### Task to complete
Output the data below exactly, down to the last character.

### Entries supplied
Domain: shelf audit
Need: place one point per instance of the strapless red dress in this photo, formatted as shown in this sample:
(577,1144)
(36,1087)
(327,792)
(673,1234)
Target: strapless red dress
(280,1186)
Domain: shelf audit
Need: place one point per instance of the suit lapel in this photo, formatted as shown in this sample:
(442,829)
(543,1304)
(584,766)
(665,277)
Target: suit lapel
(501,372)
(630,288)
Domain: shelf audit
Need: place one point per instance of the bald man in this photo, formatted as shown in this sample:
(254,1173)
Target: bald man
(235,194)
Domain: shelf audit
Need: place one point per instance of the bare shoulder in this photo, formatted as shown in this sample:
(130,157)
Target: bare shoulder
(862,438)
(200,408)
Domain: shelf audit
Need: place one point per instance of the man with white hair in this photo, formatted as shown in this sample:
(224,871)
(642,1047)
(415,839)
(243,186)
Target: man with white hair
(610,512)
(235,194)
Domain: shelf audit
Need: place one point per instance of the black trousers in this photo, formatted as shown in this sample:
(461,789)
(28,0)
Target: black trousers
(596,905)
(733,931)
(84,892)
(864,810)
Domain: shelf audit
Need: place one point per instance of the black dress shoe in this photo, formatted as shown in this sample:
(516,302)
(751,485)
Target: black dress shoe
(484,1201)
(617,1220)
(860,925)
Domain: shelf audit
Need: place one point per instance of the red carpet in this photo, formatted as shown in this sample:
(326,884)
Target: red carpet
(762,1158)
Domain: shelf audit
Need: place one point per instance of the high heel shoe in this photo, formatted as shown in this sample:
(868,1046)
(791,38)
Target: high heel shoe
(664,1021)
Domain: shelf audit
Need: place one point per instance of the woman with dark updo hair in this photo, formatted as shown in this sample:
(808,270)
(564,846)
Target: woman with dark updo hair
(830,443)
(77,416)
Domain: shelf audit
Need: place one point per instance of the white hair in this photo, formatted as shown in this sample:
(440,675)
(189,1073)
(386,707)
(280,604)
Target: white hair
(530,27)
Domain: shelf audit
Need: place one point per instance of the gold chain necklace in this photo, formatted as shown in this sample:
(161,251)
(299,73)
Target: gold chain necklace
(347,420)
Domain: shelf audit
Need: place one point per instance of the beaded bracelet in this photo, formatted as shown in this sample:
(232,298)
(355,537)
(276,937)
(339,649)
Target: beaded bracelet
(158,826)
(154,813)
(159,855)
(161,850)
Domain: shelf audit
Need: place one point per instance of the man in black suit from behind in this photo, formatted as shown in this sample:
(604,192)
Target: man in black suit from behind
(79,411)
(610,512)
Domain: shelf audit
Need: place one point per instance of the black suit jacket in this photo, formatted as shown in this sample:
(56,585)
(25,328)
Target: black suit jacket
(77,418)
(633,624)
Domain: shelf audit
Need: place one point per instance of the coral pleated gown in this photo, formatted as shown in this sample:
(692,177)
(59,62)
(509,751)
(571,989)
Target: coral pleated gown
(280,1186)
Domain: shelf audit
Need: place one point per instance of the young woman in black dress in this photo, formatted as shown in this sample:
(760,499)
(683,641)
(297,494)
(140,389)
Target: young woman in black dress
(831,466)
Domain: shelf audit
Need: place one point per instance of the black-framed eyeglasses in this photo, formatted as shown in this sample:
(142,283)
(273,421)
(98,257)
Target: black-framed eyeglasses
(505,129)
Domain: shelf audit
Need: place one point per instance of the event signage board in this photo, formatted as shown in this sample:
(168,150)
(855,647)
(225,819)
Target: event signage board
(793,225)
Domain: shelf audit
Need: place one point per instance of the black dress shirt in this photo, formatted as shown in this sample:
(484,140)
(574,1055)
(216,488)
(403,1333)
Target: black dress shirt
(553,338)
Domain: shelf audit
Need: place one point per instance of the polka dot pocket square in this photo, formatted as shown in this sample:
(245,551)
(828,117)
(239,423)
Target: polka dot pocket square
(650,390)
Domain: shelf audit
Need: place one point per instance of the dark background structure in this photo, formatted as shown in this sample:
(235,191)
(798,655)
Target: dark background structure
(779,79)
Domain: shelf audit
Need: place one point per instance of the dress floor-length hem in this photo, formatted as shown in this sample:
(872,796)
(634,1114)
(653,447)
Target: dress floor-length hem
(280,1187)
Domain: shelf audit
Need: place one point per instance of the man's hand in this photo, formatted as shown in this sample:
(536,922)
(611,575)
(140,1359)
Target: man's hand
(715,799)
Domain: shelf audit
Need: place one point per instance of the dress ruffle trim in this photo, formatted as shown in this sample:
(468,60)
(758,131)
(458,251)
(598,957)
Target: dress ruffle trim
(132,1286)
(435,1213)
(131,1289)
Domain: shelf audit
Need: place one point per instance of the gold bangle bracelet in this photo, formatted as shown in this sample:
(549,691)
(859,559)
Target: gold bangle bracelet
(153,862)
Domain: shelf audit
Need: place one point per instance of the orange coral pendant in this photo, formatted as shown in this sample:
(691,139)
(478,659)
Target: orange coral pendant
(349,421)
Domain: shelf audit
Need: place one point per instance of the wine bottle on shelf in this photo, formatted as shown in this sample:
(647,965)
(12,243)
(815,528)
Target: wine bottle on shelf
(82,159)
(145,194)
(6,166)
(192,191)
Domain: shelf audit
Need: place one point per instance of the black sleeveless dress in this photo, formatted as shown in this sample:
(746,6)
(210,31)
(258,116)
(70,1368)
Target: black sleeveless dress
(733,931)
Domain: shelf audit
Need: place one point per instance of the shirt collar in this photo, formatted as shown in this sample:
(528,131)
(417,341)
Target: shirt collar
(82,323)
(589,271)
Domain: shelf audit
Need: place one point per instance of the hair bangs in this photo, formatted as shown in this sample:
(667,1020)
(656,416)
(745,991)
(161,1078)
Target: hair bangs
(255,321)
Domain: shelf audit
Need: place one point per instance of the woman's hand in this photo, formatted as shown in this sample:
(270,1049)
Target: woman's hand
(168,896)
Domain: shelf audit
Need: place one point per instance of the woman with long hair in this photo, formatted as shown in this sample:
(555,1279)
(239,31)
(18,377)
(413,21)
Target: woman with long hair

### Task answer
Domain: shelf audit
Need: place one point per instance of the strapless red dress in this photo, formatted as shown in this sample:
(577,1144)
(36,1087)
(327,792)
(673,1234)
Target: strapless red dress
(280,1186)
Domain: shelf audit
Need: place one point per instance of the suit lapel in this photo, formatted as shown in this sample:
(442,829)
(543,1304)
(584,766)
(665,277)
Target: suit lapel
(501,372)
(630,288)
Domain: shelf audit
Need: place one point per instance of the bald man in this photo, formatted as shown in this sample:
(254,1173)
Target: bald man
(235,194)
Domain: shelf audit
Need: place one point per instance of the bare shoulder in this photo, formatted as shown in this sample:
(130,157)
Target: bare shoulder
(862,438)
(200,408)
Domain: shelf audit
Need: place one point per instance of the man with white hair in this photo, formatted as shown in this sample:
(224,871)
(642,1047)
(415,839)
(243,186)
Target: man with white hair
(610,512)
(235,194)
Domain: shelf audit
Need: place one point per instance of the black trousers in this photo, formatted as shown in this sample:
(461,789)
(28,0)
Target: black trousers
(596,905)
(733,931)
(84,892)
(864,810)
Domain: shelf audit
Need: place one point per instance of the black dress shoe in this photo, formatted as shown in this sample:
(516,302)
(751,485)
Target: black dress shoe
(484,1201)
(617,1220)
(860,925)
Domain: shelf audit
Need: place one point per instance of the red carpet in this photo, formatted as shown in this sample:
(326,884)
Target: red carpet
(762,1158)
Domain: shelf audit
Need: place one point per instance of the high heel shoe in this photo, formatted as shown in this sample:
(868,1046)
(791,38)
Target: high heel shoe
(664,1021)
Domain: shelf audit
Need: place one point per instance of the woman with dark updo hair in this photo, formatted as shown in this sample:
(808,270)
(564,846)
Target: woman with dark updo hair
(830,443)
(77,416)
Domain: shelf audit
Need: place one point per instance of the white hair in this photo, formatted as shown in this sample:
(440,675)
(189,1073)
(386,707)
(280,604)
Target: white hair
(530,27)
Domain: shelf audit
Need: place one point per instance of the gold chain necklace in this photo, formatted as shown in this sample:
(161,251)
(299,73)
Target: gold chain necklace
(347,420)
Domain: shelf audit
Need: place one point per instance of the beaded bracelet in this photo, formatted as shown in this sample:
(232,298)
(355,537)
(276,937)
(339,649)
Target: beaded bracelet
(158,826)
(154,813)
(159,855)
(161,850)
Domain: shelf audit
Need: place one point per instance of the man in black suit from behind in this photo, formatted as shown in this sample:
(604,192)
Target: man in black suit from behind
(79,411)
(610,512)
Domain: shelf audit
Need: place one point per instance of the black suit jacket in this photo, formatted as shown in this sample:
(56,585)
(25,328)
Target: black suit jacket
(77,418)
(633,624)
Domain: shelf audit
Need: place one point per instance of the coral pleated gown in this photo, formatted as shown in this sample:
(692,177)
(59,62)
(509,751)
(571,989)
Target: coral pleated gown
(280,1186)
Domain: shelf audit
Need: place one point per instance of the young woman in black dress in this photo, formatted as shown in this sample:
(760,499)
(683,641)
(297,494)
(140,389)
Target: young woman in black dress
(831,466)
Domain: shelf audit
Need: place one point per instance of the black-framed eyeglasses in this photo, formatted as shown in this sample:
(142,283)
(273,421)
(98,257)
Target: black-framed eyeglasses
(505,129)
Domain: shelf audit
Need: place one point per instance of the event signage board in this photo, formatted as shown in this sample:
(168,150)
(855,647)
(225,819)
Target: event signage board
(793,225)
Domain: shelf audit
Need: place one point per instance of the black dress shirt in this photo, formatted as shown in this sample:
(484,140)
(574,1055)
(216,488)
(403,1333)
Target: black dress shirt
(553,338)
Domain: shelf audit
Need: place one point per instance of the polka dot pocket square in this photo, formatted as shown in this sample:
(245,551)
(828,117)
(239,423)
Target: polka dot pocket square
(650,390)
Domain: shelf audit
Need: place one point per instance of the dark background structure in this photo, formatted as shown in this sample:
(235,191)
(798,655)
Target: dark background structure
(779,79)
Domain: shelf audit
Need: place one point per instance of the dress floor-length hem in this photo, formatted as shown in this sample:
(872,796)
(634,1114)
(653,447)
Target: dress floor-length hem
(280,1187)
Domain: shelf audit
Need: place one point per instance of the man's hand in this photo, formatted as shown in this sample:
(536,922)
(611,575)
(140,1359)
Target: man's hand
(715,799)
Domain: shelf audit
Need: place one point per instance of the dress ruffle trim in this photo, formatted as shown in this sample:
(468,60)
(758,131)
(458,251)
(598,957)
Target: dress ruffle trim
(132,1286)
(435,1213)
(131,1289)
Domain: shelf audit
Need: place one point per instance of the gold bangle bracelet in this photo, formatted as shown in this sample:
(549,691)
(859,559)
Target: gold bangle bracelet
(153,862)
Domain: shelf audit
Need: place one point per instance of the orange coral pendant in this photo, formatted as shown in this sample:
(691,139)
(478,659)
Target: orange coral pendant
(349,421)
Domain: shelf audit
Need: place one point per instance of the wine bottle on shelf in this photo, formatted as shown in this sample:
(647,965)
(12,243)
(815,528)
Target: wine bottle on shelf
(82,159)
(145,194)
(6,166)
(192,191)
Domain: shelf audit
Need: place one point per instance of the black sleeveless dress in this photo, formatted as shown in this sample:
(746,6)
(210,31)
(258,116)
(70,1368)
Target: black sleeveless dress
(733,931)
Domain: shelf audit
Need: place one point per instance of the shirt collar in this photo, formatted as shown in this sample:
(528,131)
(417,341)
Target: shirt collar
(82,323)
(589,271)
Domain: shelf audit
Need: place one point per instance of the hair bangs in this photo, formatted as shown in this sample:
(667,1020)
(656,416)
(745,991)
(161,1078)
Target: hair bangs
(255,321)
Domain: shelf audit
Need: place one point per instance of the woman's hand in this photo, formatted as shown in this sample:
(270,1049)
Target: woman's hand
(168,896)
Domain: shelf audit
Need: place one point per instance of the woman with long hair in this photo, formatted as shown in this sample:
(555,1279)
(239,31)
(18,377)
(413,21)
Target: woman with long hair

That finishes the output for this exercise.